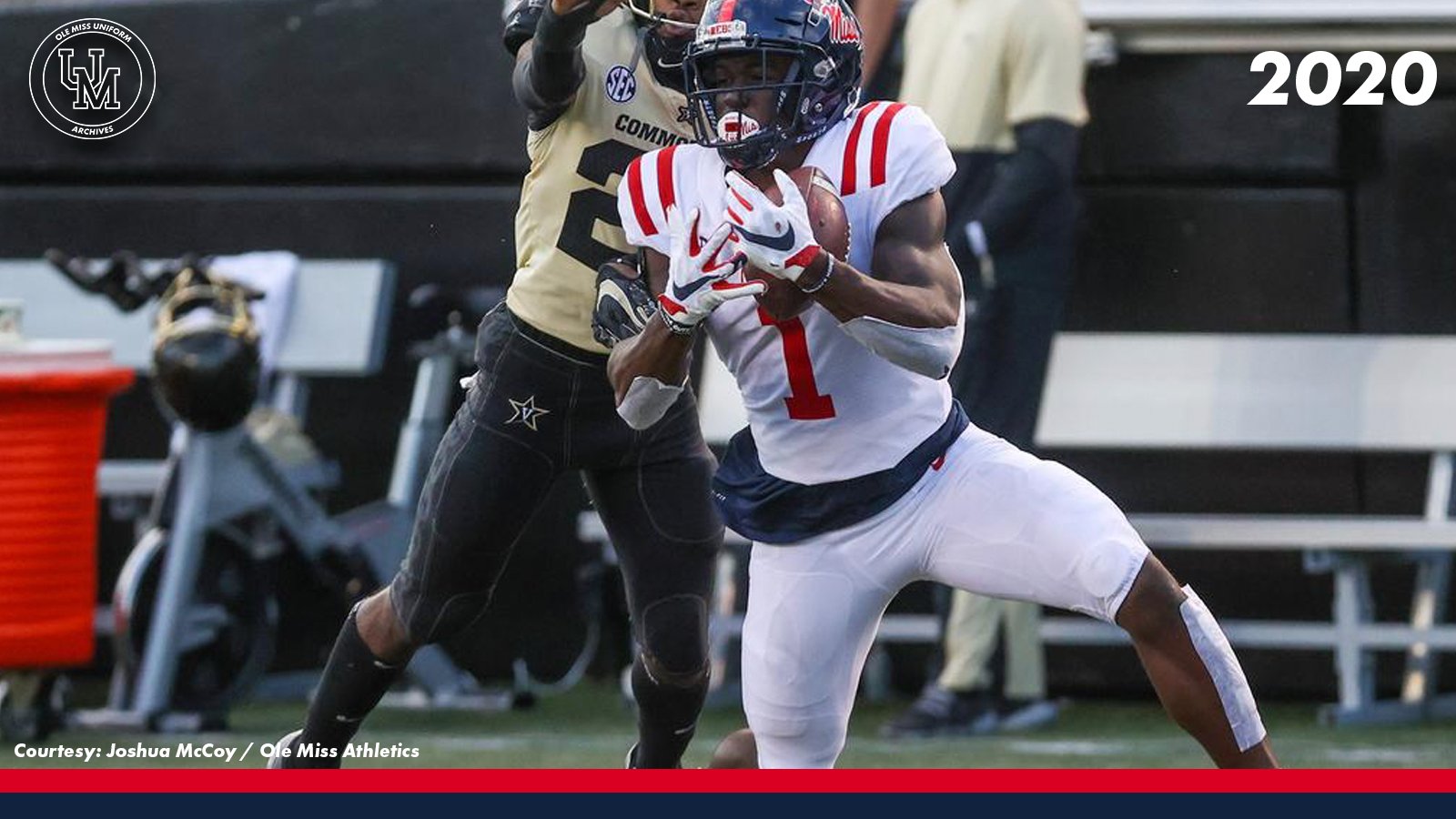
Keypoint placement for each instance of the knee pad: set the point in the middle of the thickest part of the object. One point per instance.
(1228, 676)
(674, 640)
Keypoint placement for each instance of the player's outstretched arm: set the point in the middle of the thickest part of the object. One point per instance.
(909, 312)
(915, 281)
(548, 66)
(650, 369)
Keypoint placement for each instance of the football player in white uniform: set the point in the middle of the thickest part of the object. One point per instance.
(858, 472)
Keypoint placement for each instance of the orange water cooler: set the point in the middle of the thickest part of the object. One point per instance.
(53, 414)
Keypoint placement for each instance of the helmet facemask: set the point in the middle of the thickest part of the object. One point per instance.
(805, 101)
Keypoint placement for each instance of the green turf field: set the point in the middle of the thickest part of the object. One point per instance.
(592, 727)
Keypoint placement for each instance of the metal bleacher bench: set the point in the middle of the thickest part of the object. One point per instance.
(1249, 392)
(1285, 392)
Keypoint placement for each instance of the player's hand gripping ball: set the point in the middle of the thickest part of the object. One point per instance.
(783, 229)
(698, 274)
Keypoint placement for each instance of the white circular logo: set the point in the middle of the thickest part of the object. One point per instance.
(92, 79)
(621, 85)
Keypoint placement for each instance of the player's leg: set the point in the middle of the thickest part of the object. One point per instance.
(737, 749)
(482, 489)
(1016, 526)
(813, 612)
(660, 516)
(1194, 671)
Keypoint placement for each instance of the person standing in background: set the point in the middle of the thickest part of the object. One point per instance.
(1002, 79)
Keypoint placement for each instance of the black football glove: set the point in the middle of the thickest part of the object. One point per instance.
(623, 302)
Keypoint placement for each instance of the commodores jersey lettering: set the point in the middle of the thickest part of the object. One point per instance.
(567, 223)
(822, 407)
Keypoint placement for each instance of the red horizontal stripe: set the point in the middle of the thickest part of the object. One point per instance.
(852, 149)
(375, 780)
(880, 147)
(664, 178)
(638, 198)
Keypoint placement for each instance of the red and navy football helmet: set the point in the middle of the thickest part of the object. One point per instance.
(824, 47)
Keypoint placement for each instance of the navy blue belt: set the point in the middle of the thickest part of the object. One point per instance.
(772, 511)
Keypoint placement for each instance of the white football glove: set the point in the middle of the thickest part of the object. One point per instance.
(698, 273)
(776, 239)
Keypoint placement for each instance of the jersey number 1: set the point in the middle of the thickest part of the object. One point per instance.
(804, 401)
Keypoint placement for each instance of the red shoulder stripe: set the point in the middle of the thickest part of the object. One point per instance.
(638, 198)
(664, 178)
(880, 147)
(852, 150)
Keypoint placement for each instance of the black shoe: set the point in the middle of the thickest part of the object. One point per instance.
(278, 760)
(941, 712)
(1026, 714)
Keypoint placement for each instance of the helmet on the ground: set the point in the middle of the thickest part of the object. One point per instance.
(206, 353)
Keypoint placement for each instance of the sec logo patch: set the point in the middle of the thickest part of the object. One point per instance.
(621, 85)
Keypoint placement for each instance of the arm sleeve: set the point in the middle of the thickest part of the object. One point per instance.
(648, 184)
(550, 72)
(1046, 46)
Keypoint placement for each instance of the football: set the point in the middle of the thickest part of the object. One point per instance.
(784, 299)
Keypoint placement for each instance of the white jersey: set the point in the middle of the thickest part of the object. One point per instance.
(822, 407)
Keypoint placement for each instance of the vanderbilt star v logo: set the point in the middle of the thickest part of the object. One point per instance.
(526, 413)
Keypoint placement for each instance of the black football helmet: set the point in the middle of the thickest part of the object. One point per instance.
(820, 86)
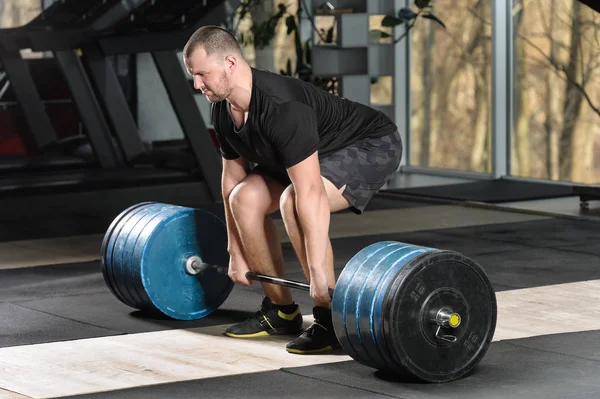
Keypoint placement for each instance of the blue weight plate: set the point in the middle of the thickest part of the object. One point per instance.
(106, 249)
(338, 301)
(357, 310)
(122, 251)
(159, 258)
(379, 252)
(370, 296)
(440, 279)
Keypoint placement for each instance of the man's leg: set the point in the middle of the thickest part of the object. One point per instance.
(252, 202)
(320, 335)
(359, 170)
(290, 218)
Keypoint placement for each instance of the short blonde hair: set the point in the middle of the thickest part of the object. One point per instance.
(214, 40)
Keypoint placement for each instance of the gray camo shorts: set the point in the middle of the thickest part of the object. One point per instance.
(363, 167)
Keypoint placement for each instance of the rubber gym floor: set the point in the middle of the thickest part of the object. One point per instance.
(63, 334)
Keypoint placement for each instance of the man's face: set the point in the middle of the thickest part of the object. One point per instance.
(211, 74)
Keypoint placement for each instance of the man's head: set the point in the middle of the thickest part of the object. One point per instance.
(212, 55)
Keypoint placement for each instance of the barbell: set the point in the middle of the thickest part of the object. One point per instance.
(397, 307)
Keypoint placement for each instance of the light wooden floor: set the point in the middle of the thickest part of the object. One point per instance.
(117, 362)
(101, 364)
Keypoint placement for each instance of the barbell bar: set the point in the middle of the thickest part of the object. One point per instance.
(444, 317)
(396, 307)
(194, 266)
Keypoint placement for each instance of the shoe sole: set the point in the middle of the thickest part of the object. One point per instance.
(262, 334)
(311, 351)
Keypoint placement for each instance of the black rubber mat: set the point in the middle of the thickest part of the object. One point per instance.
(492, 191)
(510, 369)
(547, 233)
(23, 326)
(548, 367)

::::::

_Problem requirements_: Copy out every line from the one containing "Keypoint placement for each instance of the man's head: set" to the end of the material, both ends included.

_Solution to the problem_:
Keypoint placement for each instance of the man's head: set the point in the middle of the thickest part of the object. One point per instance.
(212, 55)
Keypoint placement for each instance of the barbell: set the point in the middle of the thickest part of the object. One point per instance.
(397, 307)
Keypoint placement for each instance of the light wooden floor: set the point in the middle of the thickest part of the object. One point per instance.
(117, 362)
(101, 364)
Keypoint placement for each instance of the barbell bar: set the point in the middle of the thickest part of the object. One point per instance.
(444, 317)
(396, 307)
(194, 266)
Keypoint placement for each instance of the shoe sole: set the point in the middle of the thickest part of the object. One point per instance.
(262, 334)
(311, 351)
Keypoint placement for each instance of the black rubber mat: set the point in the middle of the thickest part of the object. One point per instance.
(492, 191)
(510, 369)
(547, 233)
(23, 326)
(548, 367)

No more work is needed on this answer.